▸ **EXERCISE AIM**
Render each line of the material below as an item in a numbered list, leaving out any blank lines.

▸ **ENTRIES**
━━━━━━━━━━━━━━━━

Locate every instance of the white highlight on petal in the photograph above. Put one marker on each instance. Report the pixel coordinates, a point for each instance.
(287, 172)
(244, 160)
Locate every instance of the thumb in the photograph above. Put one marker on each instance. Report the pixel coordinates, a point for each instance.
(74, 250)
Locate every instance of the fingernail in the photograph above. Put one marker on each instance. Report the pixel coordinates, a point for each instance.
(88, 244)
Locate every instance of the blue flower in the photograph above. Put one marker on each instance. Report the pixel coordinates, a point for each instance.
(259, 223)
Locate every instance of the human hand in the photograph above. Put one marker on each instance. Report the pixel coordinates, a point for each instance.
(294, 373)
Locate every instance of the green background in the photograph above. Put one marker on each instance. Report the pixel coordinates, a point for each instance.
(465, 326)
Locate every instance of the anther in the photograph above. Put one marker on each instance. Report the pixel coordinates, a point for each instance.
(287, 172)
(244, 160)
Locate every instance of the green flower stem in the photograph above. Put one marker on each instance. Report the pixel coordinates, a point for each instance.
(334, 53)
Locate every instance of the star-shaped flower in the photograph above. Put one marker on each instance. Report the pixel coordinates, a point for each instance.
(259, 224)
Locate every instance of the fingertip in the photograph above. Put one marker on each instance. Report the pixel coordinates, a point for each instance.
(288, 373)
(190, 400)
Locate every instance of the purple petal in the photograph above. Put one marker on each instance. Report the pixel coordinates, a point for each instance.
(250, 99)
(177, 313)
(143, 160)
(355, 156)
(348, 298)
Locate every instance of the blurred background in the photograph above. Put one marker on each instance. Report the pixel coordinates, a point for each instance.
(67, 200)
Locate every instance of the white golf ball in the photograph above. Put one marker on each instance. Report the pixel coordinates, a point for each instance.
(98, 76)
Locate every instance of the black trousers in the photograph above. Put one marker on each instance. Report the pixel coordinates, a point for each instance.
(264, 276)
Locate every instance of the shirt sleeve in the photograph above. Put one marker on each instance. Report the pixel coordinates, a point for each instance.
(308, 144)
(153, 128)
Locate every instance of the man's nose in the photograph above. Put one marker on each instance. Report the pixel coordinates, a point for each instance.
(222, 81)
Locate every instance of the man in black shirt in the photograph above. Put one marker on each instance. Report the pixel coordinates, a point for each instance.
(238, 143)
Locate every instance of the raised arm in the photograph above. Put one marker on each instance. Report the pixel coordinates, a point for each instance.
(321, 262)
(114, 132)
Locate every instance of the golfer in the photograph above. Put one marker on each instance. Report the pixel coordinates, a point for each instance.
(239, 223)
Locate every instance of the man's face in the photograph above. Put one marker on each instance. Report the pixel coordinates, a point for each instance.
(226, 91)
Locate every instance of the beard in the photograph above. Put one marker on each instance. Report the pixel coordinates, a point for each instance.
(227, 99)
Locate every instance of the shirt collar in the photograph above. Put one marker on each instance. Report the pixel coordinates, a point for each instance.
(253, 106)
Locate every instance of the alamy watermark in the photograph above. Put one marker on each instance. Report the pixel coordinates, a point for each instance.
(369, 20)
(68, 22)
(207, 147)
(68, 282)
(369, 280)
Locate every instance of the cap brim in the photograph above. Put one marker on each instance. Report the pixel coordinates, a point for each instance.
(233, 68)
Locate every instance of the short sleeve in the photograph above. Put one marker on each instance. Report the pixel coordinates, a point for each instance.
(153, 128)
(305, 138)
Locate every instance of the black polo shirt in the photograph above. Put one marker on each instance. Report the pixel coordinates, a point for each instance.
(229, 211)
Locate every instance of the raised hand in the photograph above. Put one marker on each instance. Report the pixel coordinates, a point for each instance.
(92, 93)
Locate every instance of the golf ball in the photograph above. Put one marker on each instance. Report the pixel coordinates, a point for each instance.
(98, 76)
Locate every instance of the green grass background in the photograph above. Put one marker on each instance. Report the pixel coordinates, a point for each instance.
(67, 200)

━━━━━━━━━━━━━━━━

▸ **REPLY TO THE TASK**
1. Locate every instance of the white highlight on petal in the photograph above. Put one marker on each instance. Report the pixel coordinates, a point for each instance.
2. (287, 172)
3. (244, 160)
4. Locate every instance of the thumb in the photograph above. Put one marker on each instance. Report the pixel coordinates, a point for each instance.
5. (74, 250)
6. Locate every instance of the fingernail in the photograph above. Put one marker on each instance. Report the pixel coordinates, a point for each instance.
7. (88, 244)
8. Locate every instance of the blue flower in the photograph above. Put one marker on each instance. Report the pixel coordinates, a point for each instance.
9. (259, 223)
10. Locate every instance of the human hand in the photograph above. Put one marker on each instance. Report the pixel coordinates, a point for each instance.
11. (294, 373)
12. Locate every instance of the green background in the photograph above. Put one marker on each instance. Report the pixel coordinates, a point for each instance.
13. (465, 326)
14. Locate every instance of the anther in the photograph above. Put one marker on each instance. Report the pixel coordinates, a point for each instance.
15. (287, 172)
16. (244, 160)
17. Locate every instance of the green flower stem in the photograph above. Put one marker on each instance. Report the pixel coordinates, a point for each instance.
18. (334, 53)
19. Locate every instance of the star-shaped flower in the photograph above. Put one marker on each instance. Report the pixel coordinates, a point for each instance.
20. (259, 224)
21. Locate every instance of the fingertip in the photograph above. Put one marker on each instance. Report the pixel coordinates, a point for each instance.
22. (288, 373)
23. (190, 400)
24. Locate every instance of the purple petal in the photograph above. Put one marker on each instance. Report the pixel coordinates, a point for each instance.
25. (250, 99)
26. (177, 313)
27. (143, 160)
28. (355, 156)
29. (348, 298)
30. Locate every instance of the blurred background in the photograph above. Put one marker on each instance. Report the pixel coordinates, a point for each instance.
31. (67, 200)
32. Locate every instance of the white golf ball in the photograph above. Put one marker on each instance. Report the pixel coordinates, a point for each instance.
33. (98, 76)
34. Locate every instance of the black trousers in the photograph above. Put one marker on each instance. Report the pixel coordinates, a point for each instance.
35. (264, 276)
36. Locate every instance of the shirt sleeve in the photograph above. Put one marker on each instance. Report the pixel coordinates, a point for each instance.
37. (308, 144)
38. (153, 128)
39. Locate every instance of the man's nose in the photograph above. Put one marker on each instance. Report the pixel coordinates, a point for each instance.
40. (222, 81)
41. Locate every instance of the man in black shirt in the photograph above. Put one marker on each instance. Report the pixel coordinates, a point for each instance.
42. (238, 143)
43. Locate every instance of the raised arm in the photograph above. Put one marker on each instance. Report the pixel coordinates, a point for each instance.
44. (321, 262)
45. (114, 132)
46. Locate every instance of the golfer in the photograph above. Put one marker on each instance. Report the pixel coordinates, a point for each instance.
47. (239, 223)
48. Locate every instance of the man's face in the photograph above. Put one marker on each instance. Report the pixel coordinates, a point for each instance.
49. (226, 91)
50. Locate every instance of the beard in the photograph above. Put one marker on each instance. Report the pixel coordinates, a point for each instance.
51. (227, 99)
52. Locate every instance of the shirt collar in the photograph above. Put one marker on each instance. Report the pixel coordinates, a point for each instance.
53. (253, 106)
54. Locate every instance of the alamy watermark in the photograph above. Put one marker on each instance. Report the pixel coordinates, a point for each instance.
55. (369, 20)
56. (68, 22)
57. (207, 147)
58. (68, 282)
59. (369, 280)
60. Locate every instance of the cap brim in the photograph above. Put one marker on each instance. Report the pixel coordinates, a point for each instance.
61. (233, 68)
62. Locate every instance of the short sleeve in the photograph above. Put one marker on each instance. Report the pixel coordinates, a point for each instance.
63. (153, 128)
64. (305, 138)
65. Locate every instance of the black polo shirt in the photograph above. Put one marker on each instance. Report the pixel coordinates, a point for each instance.
66. (229, 211)
67. Locate every instance of the raised hand in the photograph above. Put one marker on each instance. Report the pixel coordinates, a point for each instance.
68. (92, 93)
69. Locate every instance of the golf ball in the photograph above. Put one marker on each instance. Report the pixel coordinates, a point for each instance.
70. (98, 76)
71. Locate every instance of the green grass background in the photograph above. Put one marker on each instance. Report the pixel coordinates, a point for each instance.
72. (67, 200)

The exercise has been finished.